Task requirements: Consider each line of the material below and note whether it holds "tattooed". State how many do, and nothing else.

Provided records:
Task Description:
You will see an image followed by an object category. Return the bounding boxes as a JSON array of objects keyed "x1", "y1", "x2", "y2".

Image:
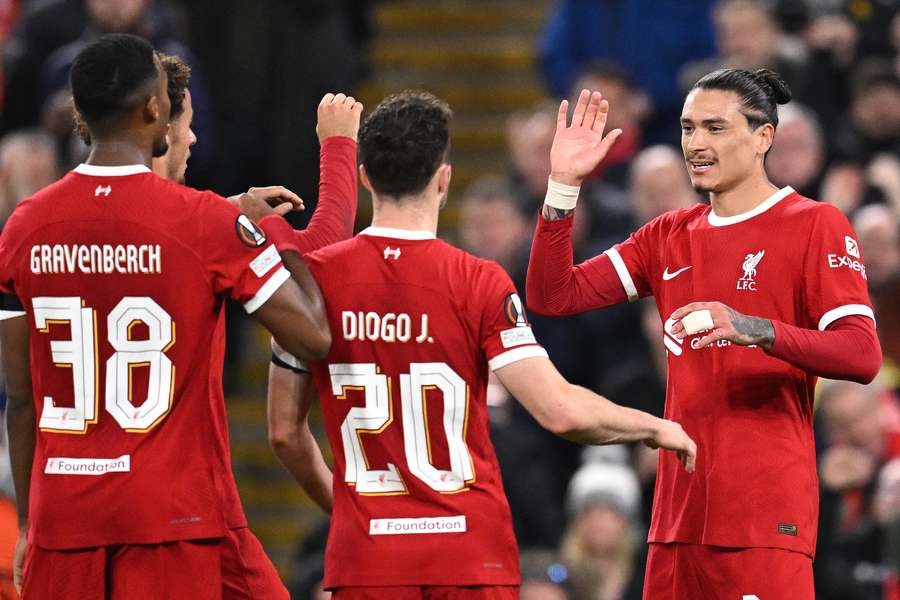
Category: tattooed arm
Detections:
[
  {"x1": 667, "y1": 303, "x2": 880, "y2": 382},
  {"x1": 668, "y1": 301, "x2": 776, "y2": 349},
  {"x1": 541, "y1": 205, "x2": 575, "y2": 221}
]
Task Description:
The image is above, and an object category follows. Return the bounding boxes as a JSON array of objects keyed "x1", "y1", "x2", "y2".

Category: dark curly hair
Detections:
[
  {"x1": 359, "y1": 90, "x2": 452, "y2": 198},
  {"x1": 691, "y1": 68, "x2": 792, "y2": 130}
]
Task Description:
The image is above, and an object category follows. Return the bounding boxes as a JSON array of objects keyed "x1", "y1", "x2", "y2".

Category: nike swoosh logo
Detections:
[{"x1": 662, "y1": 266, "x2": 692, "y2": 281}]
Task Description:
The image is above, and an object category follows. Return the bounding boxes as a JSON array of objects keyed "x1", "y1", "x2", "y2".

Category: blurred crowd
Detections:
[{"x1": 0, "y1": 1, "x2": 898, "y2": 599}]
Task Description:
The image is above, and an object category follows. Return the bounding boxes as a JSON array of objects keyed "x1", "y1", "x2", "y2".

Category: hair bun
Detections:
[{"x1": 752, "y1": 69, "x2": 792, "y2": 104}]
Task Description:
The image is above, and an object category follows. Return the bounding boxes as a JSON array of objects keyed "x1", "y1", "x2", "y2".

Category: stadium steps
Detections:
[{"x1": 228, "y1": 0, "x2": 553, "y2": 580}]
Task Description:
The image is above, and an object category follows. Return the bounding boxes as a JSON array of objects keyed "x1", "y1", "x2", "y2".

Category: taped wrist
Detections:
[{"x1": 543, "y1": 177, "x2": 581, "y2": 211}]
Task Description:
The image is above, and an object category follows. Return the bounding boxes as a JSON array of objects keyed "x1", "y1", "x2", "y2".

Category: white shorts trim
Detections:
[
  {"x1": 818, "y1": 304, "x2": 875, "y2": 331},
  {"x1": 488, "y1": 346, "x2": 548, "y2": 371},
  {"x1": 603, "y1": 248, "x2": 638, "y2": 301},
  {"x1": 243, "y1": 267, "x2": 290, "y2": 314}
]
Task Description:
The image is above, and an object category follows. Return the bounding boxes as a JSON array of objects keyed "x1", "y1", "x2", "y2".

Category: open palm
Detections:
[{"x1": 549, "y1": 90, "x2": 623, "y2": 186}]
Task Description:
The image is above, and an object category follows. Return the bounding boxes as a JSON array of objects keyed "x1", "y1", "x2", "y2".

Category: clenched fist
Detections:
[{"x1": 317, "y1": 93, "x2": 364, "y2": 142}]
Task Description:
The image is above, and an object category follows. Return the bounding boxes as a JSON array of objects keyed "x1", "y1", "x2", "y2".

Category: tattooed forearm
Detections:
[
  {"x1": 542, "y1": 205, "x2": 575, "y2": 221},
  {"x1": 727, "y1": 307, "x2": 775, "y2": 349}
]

Task solution: 2